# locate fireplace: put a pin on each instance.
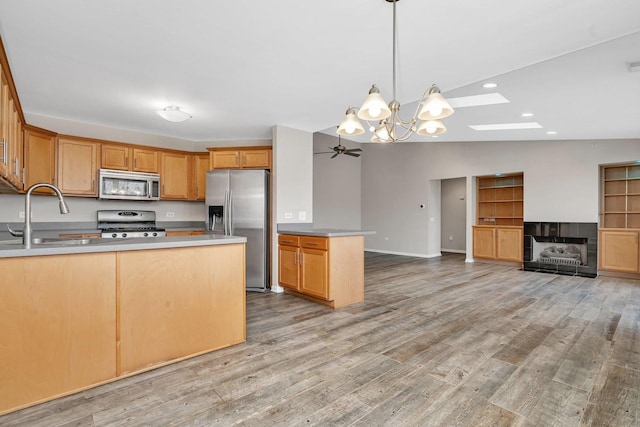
(569, 248)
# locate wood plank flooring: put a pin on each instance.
(438, 342)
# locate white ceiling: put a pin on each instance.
(241, 66)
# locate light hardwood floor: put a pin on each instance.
(438, 342)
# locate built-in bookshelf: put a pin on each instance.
(500, 200)
(620, 205)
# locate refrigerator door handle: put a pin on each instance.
(231, 212)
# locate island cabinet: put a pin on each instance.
(240, 157)
(128, 158)
(619, 250)
(326, 270)
(74, 321)
(58, 322)
(77, 166)
(504, 243)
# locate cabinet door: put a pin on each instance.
(174, 176)
(619, 251)
(225, 159)
(484, 245)
(77, 166)
(315, 272)
(200, 168)
(509, 244)
(255, 159)
(145, 160)
(115, 157)
(288, 272)
(4, 126)
(39, 159)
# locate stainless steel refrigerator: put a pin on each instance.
(237, 204)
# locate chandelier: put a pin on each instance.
(385, 121)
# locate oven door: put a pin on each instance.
(128, 185)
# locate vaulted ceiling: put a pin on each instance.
(241, 66)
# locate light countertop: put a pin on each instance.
(16, 249)
(325, 232)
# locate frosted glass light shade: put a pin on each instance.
(173, 113)
(374, 108)
(350, 125)
(431, 127)
(435, 107)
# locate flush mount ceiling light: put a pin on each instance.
(385, 121)
(173, 113)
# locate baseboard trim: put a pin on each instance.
(404, 253)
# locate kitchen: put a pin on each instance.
(297, 189)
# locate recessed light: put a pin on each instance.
(507, 126)
(477, 100)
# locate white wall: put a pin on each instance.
(336, 185)
(453, 215)
(291, 185)
(560, 183)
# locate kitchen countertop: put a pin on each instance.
(8, 250)
(326, 232)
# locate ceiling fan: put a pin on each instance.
(341, 149)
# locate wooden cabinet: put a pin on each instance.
(124, 157)
(39, 158)
(619, 250)
(500, 200)
(327, 270)
(174, 176)
(199, 179)
(240, 157)
(620, 203)
(58, 321)
(498, 243)
(77, 166)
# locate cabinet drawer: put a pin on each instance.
(314, 242)
(288, 240)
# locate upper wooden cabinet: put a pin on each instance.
(174, 175)
(240, 157)
(200, 168)
(39, 158)
(77, 166)
(124, 157)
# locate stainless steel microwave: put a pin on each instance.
(123, 185)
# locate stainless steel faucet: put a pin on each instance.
(26, 231)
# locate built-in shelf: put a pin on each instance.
(500, 200)
(620, 204)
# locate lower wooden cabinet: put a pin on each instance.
(619, 250)
(500, 243)
(327, 270)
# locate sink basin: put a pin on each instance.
(60, 241)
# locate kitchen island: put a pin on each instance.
(325, 266)
(76, 315)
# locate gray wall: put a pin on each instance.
(454, 215)
(336, 185)
(561, 183)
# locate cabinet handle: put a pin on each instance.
(5, 147)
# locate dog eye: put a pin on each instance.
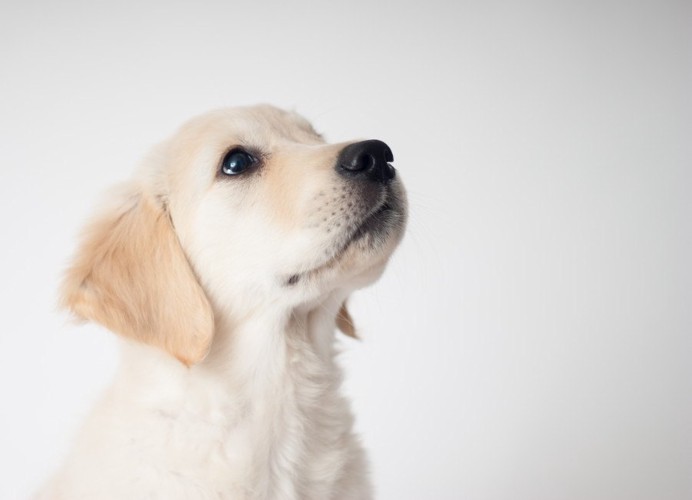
(236, 162)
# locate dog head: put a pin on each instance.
(241, 209)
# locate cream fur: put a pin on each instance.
(226, 293)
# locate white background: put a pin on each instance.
(532, 337)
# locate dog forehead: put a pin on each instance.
(261, 125)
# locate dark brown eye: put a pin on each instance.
(237, 161)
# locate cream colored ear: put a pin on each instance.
(131, 275)
(345, 323)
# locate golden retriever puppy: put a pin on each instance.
(224, 267)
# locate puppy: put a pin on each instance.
(224, 267)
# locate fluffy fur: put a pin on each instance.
(226, 292)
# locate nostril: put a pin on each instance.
(359, 163)
(368, 161)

EXERCISE REQUIREMENTS: When copying the data above, repeat every word exactly and drop the pictures.

EXERCISE OUTPUT:
# locate fireplace: put a pin on each instance.
(569, 248)
# locate wood plank flooring: put a pin on each instance.
(438, 342)
# locate white ceiling: put a pin on each instance.
(241, 66)
# locate light hardwood floor: put a pin on each instance.
(438, 342)
# locate built-in bookshelf: put a pin on each instance.
(500, 200)
(620, 205)
# locate refrigerator door handle: put a pin on each instance.
(231, 212)
# locate island cabinet: put a pin on each instance.
(240, 157)
(128, 158)
(619, 250)
(326, 270)
(74, 321)
(58, 322)
(77, 166)
(504, 243)
# locate cabinet door: put a pin on each instance.
(174, 176)
(619, 251)
(225, 159)
(484, 245)
(77, 166)
(315, 272)
(200, 168)
(509, 244)
(255, 159)
(145, 160)
(115, 157)
(288, 272)
(4, 126)
(39, 159)
# locate stainless steel refrigerator: put a pin on each instance.
(237, 204)
# locate chandelier: put a pin on each instance.
(385, 121)
# locate oven door: put a pin on each instance.
(128, 185)
# locate vaulted ceiling: put a pin on each instance.
(241, 66)
# locate light countertop: put a pin on each instance.
(16, 249)
(325, 232)
# locate frosted glass light shade: put a pin on each instance.
(173, 113)
(374, 108)
(350, 125)
(431, 127)
(435, 107)
# locate flush mount ceiling light: put a pin on each instance.
(385, 121)
(173, 113)
# locate baseboard trim: put a pin on each instance.
(404, 253)
# locate kitchen: put a pin on each instance.
(297, 189)
# locate recessed light: put a pin on each instance.
(507, 126)
(477, 100)
# locate white wall: put a pin on each instance.
(336, 185)
(453, 215)
(291, 185)
(560, 183)
# locate kitchen countertop: put a pin on each instance.
(8, 250)
(326, 232)
# locate ceiling fan: put a pin on each instance.
(341, 149)
# locate wooden cabinet: put a pin on each instance.
(124, 157)
(39, 158)
(619, 250)
(500, 200)
(327, 270)
(174, 176)
(199, 179)
(240, 157)
(620, 203)
(58, 321)
(498, 243)
(77, 166)
# locate cabinet drawer: put a pin on each instance.
(314, 242)
(288, 240)
# locate upper wooden cabinet: put a pin on each instance.
(174, 175)
(240, 157)
(200, 168)
(39, 158)
(77, 166)
(124, 157)
# locate stainless steel microwave: put a pin on each instance.
(123, 185)
# locate stainless steel faucet: put a pin on each instance.
(26, 231)
# locate built-in shelf: put a pin on each instance.
(500, 200)
(620, 204)
# locate lower wooden cabinet: put a pin on each instance.
(619, 250)
(500, 243)
(327, 270)
# locate sink basin: put a pin on each instance.
(60, 241)
# locate kitchen island: put a pin on each instance.
(325, 266)
(76, 315)
# locate gray wall: put a pin on each instance.
(454, 215)
(336, 185)
(561, 183)
# locate cabinet handle: put a pin on each instance.
(5, 147)
# locate dog eye: put a pin on each instance.
(236, 162)
# locate dog head: put a pin on each instance.
(241, 209)
# locate cream fur: put a pin on each instance.
(226, 293)
# locate white background: put a pin on each instance.
(532, 337)
# locate dog forehead: put a pin on each instance.
(261, 125)
# locate dark brown eye: put a pin on each instance.
(237, 161)
# locate cream colored ear: put a pin on each instance.
(131, 275)
(345, 323)
# locate golden retriever puppy: put a pin on each instance.
(224, 267)
# locate puppy: put a pin on each instance.
(224, 267)
# locate fluffy fur: put a pin on each instance.
(226, 292)
# locate nostril: put a pin on each instance.
(359, 163)
(368, 161)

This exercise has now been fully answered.